> Given instruction a
Extract each line in the rows below that contains the string "band", copying every such line in full.

> Supplied text
The fact fanatic only seems to ascertain purely outer processes.
He usually does not reflect upon' his world of ideas and its character
as subjective experience. His inner experiences are also bloodless abstractions,
poor in content, which are obscured by the powerful content of facts.
The illusion to which he surrenders himself can last only as long as
he remains at the lowest level of interpreting nature, as long as he
merely counts, weighs, and calculates. At the higher levels the true
nature of knowledge is soon borne in upon him. But one can observe about
the fact fanatics that they stick primarily to the lower levels. They
are therefore like an aesthetician who wants to judge a piece of music
only by what can be calculated and counted in it. They want to separate
the phenomena of nature from man. Nothing subjective must flow into
observation. Goethe condemns this approach with the words, “Man
in himself, insofar as he uses his healthy senses, is the greatest and
most accurate physical apparatus that there can be, and that is precisely
what is of the greatest harm to modern physics, that one has, as it
were, separated experiments from man and wants to know nature merely
through what manmade instruments show, yes wants to limit and prove
thereby what nature can do.” It is fear of the subjective which
leads to such a way of doing things and which comes from a misapprehension
of the true nature of the subjective. “But man stands so high precisely
through the fact that what otherwise could not manifest itself does
manifest itself in him. For what is a string and all its mechanical
divisions compared to the ear of the musician? Yes, one can say, what
are the elemental phenomena of nature themselves compared to man who
must first tame and modify them all in order to be able to assimilate
them to some extent?” In Goethe's view the natural scientist should
be attentive not only to how things appear but rather to how they would
appear if everything that works in them as ideal driving forces were
also actually to come to outer manifestation. Only when the bodily and
spiritual organism of man places itself before the phenomena do they
then reveal their inner being.

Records
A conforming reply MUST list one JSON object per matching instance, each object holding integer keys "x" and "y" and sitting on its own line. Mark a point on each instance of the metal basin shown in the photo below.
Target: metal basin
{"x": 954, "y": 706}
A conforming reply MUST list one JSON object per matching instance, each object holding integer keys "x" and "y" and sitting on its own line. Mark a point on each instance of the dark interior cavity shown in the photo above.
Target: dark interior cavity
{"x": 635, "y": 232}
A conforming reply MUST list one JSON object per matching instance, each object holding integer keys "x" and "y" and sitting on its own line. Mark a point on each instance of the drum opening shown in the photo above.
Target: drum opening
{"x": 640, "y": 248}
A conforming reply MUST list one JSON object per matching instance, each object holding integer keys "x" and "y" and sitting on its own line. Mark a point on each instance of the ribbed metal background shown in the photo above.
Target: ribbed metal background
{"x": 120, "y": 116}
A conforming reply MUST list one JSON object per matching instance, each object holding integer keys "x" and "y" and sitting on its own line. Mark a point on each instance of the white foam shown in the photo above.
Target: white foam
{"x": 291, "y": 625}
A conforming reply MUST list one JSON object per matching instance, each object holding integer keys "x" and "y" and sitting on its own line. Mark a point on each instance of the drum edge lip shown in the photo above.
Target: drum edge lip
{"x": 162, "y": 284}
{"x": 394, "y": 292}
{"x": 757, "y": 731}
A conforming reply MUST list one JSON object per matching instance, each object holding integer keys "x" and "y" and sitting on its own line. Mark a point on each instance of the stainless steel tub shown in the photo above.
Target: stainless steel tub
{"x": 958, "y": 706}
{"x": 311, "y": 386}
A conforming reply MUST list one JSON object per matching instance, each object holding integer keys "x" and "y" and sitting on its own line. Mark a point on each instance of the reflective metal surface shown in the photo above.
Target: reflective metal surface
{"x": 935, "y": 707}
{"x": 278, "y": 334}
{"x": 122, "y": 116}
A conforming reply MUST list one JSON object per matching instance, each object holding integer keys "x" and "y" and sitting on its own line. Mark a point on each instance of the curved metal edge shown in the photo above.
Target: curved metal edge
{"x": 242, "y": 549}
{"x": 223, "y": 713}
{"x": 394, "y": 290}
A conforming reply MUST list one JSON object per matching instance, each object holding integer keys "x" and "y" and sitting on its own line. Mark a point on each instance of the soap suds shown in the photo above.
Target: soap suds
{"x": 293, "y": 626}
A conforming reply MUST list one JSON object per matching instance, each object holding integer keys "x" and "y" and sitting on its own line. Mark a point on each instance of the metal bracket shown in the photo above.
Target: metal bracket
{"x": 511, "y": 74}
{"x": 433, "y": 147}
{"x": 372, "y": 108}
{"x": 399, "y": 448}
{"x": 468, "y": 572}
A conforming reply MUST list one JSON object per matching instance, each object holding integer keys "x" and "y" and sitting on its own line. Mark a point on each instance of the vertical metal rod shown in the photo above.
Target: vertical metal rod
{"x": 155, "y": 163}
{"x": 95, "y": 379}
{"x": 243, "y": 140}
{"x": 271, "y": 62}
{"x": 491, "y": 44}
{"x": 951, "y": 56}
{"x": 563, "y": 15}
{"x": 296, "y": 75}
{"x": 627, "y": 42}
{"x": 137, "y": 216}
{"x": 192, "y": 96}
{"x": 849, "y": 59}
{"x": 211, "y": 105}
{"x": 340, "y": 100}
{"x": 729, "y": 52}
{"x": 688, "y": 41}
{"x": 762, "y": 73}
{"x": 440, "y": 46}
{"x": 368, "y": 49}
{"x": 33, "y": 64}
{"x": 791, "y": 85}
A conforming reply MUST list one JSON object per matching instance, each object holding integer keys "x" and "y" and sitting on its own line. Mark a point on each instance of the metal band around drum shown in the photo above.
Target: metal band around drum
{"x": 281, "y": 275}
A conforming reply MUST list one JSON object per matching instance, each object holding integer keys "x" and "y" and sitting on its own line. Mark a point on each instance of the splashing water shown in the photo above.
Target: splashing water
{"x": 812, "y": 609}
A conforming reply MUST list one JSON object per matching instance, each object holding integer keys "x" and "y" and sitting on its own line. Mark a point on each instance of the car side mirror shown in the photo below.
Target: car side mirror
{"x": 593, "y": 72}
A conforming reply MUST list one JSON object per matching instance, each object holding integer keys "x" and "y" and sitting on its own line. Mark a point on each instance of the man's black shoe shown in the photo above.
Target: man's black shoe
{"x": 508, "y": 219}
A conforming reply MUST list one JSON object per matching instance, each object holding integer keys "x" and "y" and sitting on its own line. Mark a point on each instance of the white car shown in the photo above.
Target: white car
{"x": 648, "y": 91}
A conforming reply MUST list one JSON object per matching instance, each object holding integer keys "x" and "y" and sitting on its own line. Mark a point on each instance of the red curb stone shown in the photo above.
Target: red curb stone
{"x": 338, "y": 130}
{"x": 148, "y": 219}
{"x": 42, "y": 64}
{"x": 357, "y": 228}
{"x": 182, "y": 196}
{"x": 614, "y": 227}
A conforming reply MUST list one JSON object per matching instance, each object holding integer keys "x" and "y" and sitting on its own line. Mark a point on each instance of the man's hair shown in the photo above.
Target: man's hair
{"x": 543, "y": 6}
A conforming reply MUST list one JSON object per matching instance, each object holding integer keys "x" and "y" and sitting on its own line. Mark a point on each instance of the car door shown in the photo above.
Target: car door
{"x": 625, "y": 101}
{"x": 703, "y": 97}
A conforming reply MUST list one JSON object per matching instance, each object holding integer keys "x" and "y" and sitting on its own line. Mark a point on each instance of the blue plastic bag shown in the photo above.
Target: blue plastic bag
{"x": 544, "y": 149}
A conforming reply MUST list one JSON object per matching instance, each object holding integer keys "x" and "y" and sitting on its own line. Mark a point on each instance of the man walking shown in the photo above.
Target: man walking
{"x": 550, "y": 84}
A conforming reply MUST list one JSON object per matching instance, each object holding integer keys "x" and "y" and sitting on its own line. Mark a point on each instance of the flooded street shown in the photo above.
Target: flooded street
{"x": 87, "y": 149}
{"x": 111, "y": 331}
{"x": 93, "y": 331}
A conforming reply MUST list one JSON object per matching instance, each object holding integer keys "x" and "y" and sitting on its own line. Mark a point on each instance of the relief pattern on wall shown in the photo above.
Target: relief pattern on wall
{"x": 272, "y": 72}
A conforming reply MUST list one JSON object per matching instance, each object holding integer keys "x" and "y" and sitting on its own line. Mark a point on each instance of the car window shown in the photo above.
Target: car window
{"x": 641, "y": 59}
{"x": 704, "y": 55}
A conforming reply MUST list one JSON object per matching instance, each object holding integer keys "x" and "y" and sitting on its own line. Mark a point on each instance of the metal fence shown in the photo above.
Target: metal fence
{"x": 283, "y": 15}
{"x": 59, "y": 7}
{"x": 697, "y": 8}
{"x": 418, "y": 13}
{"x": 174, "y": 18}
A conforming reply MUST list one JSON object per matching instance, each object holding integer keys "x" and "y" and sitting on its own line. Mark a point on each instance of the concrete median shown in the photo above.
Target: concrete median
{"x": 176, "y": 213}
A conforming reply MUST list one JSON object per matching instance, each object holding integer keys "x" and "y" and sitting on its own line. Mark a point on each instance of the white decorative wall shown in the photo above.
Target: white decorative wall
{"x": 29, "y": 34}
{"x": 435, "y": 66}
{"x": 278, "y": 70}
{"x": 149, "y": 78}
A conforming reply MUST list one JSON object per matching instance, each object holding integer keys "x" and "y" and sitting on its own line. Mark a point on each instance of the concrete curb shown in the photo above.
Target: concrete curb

> Given instruction b
In the passage on Goethe and the fact fanatic above, reproduce the span starting at "The fact fanatic only" and ending after "content of facts.", renaming "bloodless abstractions" to "lifeless abstractions" throughout.

> Task solution a
A conforming reply MUST list one JSON object per matching instance, each object holding integer keys "x" and "y" and sitting on its own line. Mark a point on each instance of the metal band around drum shown in the photo above.
Target: metal band around drum

> Task solution b
The fact fanatic only seems to ascertain purely outer processes.
He usually does not reflect upon' his world of ideas and its character
as subjective experience. His inner experiences are also lifeless abstractions,
poor in content, which are obscured by the powerful content of facts.